/---

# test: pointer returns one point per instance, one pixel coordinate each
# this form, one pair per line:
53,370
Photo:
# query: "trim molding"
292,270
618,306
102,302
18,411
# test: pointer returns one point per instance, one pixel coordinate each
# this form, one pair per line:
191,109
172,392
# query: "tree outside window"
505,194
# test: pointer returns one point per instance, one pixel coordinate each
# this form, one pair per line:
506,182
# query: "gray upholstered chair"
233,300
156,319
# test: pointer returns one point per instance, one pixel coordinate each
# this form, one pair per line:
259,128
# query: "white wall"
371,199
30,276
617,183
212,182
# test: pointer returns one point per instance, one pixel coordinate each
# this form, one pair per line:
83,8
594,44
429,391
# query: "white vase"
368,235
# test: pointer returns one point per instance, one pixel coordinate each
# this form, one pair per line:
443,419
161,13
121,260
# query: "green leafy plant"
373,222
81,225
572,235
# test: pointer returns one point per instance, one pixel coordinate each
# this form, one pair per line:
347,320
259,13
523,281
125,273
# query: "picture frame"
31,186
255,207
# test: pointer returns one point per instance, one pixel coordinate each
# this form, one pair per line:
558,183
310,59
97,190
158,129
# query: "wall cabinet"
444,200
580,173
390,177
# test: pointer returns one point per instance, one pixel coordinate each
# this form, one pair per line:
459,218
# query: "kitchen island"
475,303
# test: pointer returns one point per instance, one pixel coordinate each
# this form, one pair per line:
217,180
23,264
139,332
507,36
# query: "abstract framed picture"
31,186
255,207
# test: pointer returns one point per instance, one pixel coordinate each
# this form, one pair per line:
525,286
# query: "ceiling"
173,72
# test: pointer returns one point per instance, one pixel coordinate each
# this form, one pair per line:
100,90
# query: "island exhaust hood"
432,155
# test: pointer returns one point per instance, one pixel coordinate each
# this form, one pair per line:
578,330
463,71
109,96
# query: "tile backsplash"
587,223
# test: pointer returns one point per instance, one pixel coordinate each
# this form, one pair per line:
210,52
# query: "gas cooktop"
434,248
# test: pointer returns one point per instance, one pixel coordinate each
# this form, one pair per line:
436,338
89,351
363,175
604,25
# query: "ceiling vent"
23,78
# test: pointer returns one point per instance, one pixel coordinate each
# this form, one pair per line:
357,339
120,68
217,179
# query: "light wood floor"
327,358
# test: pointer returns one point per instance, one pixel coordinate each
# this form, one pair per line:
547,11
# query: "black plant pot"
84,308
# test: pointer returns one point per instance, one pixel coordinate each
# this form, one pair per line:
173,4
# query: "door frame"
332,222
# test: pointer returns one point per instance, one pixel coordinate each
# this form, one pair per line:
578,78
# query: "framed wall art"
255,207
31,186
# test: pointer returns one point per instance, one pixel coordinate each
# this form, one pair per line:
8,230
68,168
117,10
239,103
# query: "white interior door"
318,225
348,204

\---

> **Your task**
Would you please give all of the entries above once more, exactly as they are?

> **Response to this exercise**
# test: pointer returns one point per instance, one pixel coordinate each
# this form, one pair per line:
53,370
Photo:
# query: "trim molding"
292,270
618,306
102,302
18,411
# test: pointer returns one point per instance, one pixel coordinate each
# this form, one pair per line:
191,109
172,392
# query: "tree outside window"
505,194
# test: pointer returns one point per instance, one pixel coordinate each
# this form, one pair per line:
506,182
# query: "gray upholstered chair"
233,300
156,319
# test: pointer returns one point per instance, one pixel coordinate each
# this form, one pair per line:
259,128
# query: "white wall"
371,199
30,276
617,183
212,182
# test: pointer returns one point per instance, one pixel coordinate each
# this form, one pair per line:
83,8
594,44
429,391
# query: "white vase"
368,235
# test: pointer returns one point per instance, one pixel coordinate each
# this form, one pair per line:
443,419
161,13
121,260
# query: "green leafy plant"
373,222
81,225
572,235
# test: pointer returns one point per instance, one pixel coordinate each
# this form, one pair per line:
347,320
259,13
523,281
125,273
# query: "picture frame"
31,186
255,207
# test: pointer returns one point per instance, one pixel coordinate each
# this form, one pair per line:
558,183
310,59
97,190
158,129
# query: "wall cabinet"
444,200
580,173
390,177
# test: pointer returns one point per instance, one pixel coordinate each
# this form, one pair per line:
459,218
# query: "kitchen island"
475,303
# test: pointer returns one point per instance, one pixel coordinate each
# this form, one pair per line:
217,180
23,264
139,332
507,36
# query: "abstract framed picture"
31,186
255,207
# test: pointer returns one point per instance, one pixel coordinate each
# this form, one pair per line:
525,286
# query: "ceiling"
173,72
# test: pointer returns one point per instance, one pixel coordinate each
# this form, one pair per line:
100,90
# query: "island exhaust hood"
432,155
# test: pointer returns one point per instance, one pixel coordinate each
# this form, one pair per line:
578,330
463,71
109,96
# query: "tile backsplash"
587,223
# test: pointer returns one point per instance, one pixel coordinate each
# this form, one pair per line:
210,52
# query: "gas cooktop"
434,248
# test: pointer returns one point per instance, one pixel coordinate each
# this form, one pair per line:
436,338
89,351
363,175
604,25
# query: "ceiling vent"
23,78
# test: pointer returns one point per instance, one pixel coordinate each
# this form, one pair per line:
357,339
120,68
217,179
# query: "light wood floor"
327,358
# test: pointer returns one point per instance, one pixel coordinate each
# this form, one pair per line:
547,11
# query: "black plant pot"
84,308
# test: pointer returns one point per instance, one pixel coordinate each
# this form, one pair per line:
173,4
# query: "door frame"
332,222
# test: pointer returns one point per instance, one pixel coordinate each
# this form, one pair per line:
578,78
# query: "framed wall art"
255,207
31,186
# test: pointer returns one point per instance, one pixel coordinate each
# this form, one pair per line:
8,230
68,168
117,10
239,103
# query: "white interior door"
318,225
348,204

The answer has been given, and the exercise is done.